**Text shown:**
──────────────────────────────

So, one of the things I've begun to notice about my mother over the last few years is that if you ask her for information about her subject area (Shakespeare, and the Renaissance more generally), she involuntarily falls into a kind of teaching mode. This means: she lectures you the way someone would lecture you in a classroom. This makes it slightly dangerous to ask my mother a question like, "Where did the playgoers SIT?" because you'll get a half-hour lecture (although, oddly, if you ask her a question like, "Who was that guy Ben Jonson shot again?" she will answer you in a perfectly normal tone. I think this information counts as gossip, which is why it doesn't come as part of a lecture). Now, to be fair, although I love my mother, she does favour the monologue as a mode of communication generally - my friend J.W. once said her style "kind of takes the con- out of conversation" - but nonetheless my sudden observation of this style of answering on her part has led me to wonder if, after a while, teaching just becomes your habitual mode of communication. If you normally talk to people about a certain subject in the style of lecture, do you just fall into that style whenever you talk about that subject?
I contemplate this tonight because at the dinner table I happened to tell some people the plot of Lamia, a superwonderful poem by John Keats that you can find the text of here. And as I was telling them the plot I noticed my voice taking on its teacher tone. Yeep! Will I start to bore people by giving them long lectures when they just ask a simple question? I'm definitely going to have to keep an eye on that.

──────────────────────────────

**What you have to do:** Transcribe the passage from the text about falling into a teaching mode, from "I contemplate this" up to and including "eye on that.".

**Data listing:**
──────────────────────────────

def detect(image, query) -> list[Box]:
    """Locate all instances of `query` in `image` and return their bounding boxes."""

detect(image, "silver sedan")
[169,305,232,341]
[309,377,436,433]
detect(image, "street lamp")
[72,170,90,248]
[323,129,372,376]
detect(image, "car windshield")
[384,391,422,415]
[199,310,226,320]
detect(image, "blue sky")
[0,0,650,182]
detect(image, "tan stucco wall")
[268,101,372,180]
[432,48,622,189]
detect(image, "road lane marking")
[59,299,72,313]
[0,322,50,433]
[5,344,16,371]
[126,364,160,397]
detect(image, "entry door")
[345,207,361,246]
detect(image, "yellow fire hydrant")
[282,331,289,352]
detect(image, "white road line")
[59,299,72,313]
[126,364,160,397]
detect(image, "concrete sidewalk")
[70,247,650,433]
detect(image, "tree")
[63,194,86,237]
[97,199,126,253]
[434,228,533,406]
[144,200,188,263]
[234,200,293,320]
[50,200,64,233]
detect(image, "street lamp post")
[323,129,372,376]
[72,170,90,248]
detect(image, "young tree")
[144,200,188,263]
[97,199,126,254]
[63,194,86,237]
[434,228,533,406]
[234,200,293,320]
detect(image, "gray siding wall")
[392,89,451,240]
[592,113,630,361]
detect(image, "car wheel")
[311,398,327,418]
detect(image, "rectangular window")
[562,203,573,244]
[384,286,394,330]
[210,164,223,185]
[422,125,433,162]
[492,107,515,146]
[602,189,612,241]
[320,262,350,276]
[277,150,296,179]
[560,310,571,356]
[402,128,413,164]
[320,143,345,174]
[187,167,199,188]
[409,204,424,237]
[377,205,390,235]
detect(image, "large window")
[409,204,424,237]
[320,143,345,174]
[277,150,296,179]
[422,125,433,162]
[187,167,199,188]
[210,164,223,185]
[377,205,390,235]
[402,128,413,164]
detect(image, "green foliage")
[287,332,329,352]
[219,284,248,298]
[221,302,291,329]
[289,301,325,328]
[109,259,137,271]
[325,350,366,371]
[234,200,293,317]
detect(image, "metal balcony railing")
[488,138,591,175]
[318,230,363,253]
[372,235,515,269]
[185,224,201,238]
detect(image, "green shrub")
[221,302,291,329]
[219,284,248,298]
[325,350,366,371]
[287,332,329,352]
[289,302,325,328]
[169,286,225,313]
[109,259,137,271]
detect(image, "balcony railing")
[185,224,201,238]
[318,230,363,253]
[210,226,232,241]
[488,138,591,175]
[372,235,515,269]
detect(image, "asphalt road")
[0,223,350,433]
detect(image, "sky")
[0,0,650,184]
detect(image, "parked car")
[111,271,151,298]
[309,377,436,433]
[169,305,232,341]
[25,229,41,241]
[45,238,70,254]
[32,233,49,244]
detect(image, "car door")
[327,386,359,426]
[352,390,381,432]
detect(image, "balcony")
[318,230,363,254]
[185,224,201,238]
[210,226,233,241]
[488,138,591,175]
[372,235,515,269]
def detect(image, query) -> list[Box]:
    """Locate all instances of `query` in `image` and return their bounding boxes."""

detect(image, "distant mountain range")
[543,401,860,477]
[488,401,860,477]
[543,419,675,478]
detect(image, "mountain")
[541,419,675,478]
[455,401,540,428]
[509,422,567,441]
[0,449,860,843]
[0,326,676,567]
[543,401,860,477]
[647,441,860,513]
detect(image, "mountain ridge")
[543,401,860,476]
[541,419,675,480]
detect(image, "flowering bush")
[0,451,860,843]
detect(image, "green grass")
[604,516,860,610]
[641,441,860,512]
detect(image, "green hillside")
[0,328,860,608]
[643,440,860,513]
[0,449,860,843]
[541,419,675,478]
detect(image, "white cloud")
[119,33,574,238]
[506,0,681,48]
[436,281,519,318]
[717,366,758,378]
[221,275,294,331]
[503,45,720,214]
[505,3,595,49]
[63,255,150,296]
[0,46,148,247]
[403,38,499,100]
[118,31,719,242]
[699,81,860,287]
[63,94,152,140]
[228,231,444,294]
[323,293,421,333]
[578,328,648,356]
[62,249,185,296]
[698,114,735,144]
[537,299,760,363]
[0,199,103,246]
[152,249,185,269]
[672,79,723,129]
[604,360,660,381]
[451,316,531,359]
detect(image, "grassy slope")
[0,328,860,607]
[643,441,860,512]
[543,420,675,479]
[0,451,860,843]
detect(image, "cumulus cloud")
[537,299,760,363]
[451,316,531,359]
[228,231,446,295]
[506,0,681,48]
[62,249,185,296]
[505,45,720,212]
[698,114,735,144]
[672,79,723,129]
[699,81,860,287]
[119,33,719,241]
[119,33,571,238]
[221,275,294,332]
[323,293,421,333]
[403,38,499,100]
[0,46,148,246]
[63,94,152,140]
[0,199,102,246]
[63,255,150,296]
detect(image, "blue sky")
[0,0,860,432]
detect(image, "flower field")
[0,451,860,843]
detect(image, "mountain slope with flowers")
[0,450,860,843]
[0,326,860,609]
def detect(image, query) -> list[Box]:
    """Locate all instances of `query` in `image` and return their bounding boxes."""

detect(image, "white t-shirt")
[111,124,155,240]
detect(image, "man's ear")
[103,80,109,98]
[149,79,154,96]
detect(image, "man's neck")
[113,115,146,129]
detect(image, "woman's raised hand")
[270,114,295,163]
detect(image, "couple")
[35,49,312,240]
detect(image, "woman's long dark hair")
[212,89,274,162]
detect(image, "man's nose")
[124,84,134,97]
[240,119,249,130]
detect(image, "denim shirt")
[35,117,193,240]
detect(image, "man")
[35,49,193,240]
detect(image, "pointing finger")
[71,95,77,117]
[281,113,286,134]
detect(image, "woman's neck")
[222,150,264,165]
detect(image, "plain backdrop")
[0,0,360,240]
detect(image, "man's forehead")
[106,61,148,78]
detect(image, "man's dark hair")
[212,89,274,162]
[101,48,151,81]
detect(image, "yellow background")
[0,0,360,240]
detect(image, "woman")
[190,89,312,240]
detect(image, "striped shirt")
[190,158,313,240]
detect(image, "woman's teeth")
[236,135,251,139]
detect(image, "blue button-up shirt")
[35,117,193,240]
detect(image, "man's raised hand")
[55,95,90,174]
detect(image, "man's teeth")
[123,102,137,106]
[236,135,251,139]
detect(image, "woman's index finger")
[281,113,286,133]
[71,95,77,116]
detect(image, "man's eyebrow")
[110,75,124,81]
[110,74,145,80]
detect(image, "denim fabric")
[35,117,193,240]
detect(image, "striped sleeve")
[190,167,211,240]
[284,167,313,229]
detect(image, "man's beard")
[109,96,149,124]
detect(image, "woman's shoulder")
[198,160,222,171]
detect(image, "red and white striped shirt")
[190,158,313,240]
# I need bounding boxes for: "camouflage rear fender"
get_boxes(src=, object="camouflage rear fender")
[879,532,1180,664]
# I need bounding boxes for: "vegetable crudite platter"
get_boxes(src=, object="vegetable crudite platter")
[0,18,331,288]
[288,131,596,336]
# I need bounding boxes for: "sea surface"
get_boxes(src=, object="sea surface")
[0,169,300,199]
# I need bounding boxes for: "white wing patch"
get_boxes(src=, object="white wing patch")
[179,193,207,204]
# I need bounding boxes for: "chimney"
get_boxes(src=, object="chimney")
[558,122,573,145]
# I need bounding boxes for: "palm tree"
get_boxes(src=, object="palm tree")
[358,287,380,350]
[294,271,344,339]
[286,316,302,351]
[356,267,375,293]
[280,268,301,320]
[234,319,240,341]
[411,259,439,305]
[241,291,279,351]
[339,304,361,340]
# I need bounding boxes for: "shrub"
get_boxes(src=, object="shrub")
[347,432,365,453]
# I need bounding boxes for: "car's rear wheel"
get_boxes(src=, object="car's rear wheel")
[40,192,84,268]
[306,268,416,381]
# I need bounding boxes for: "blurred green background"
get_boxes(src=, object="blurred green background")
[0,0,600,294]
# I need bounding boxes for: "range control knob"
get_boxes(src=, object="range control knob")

──────────────────────────────

**Response:**
I contemplate this tonight because at the dinner table I happened to tell some people the plot of Lamia, a superwonderful poem by John Keats that you can find the text of here. And as I was telling them the plot I noticed my voice taking on its teacher tone. Yeep! Will I start to bore people by giving them long lectures when they just ask a simple question? I'm definitely going to have to keep an eye on that.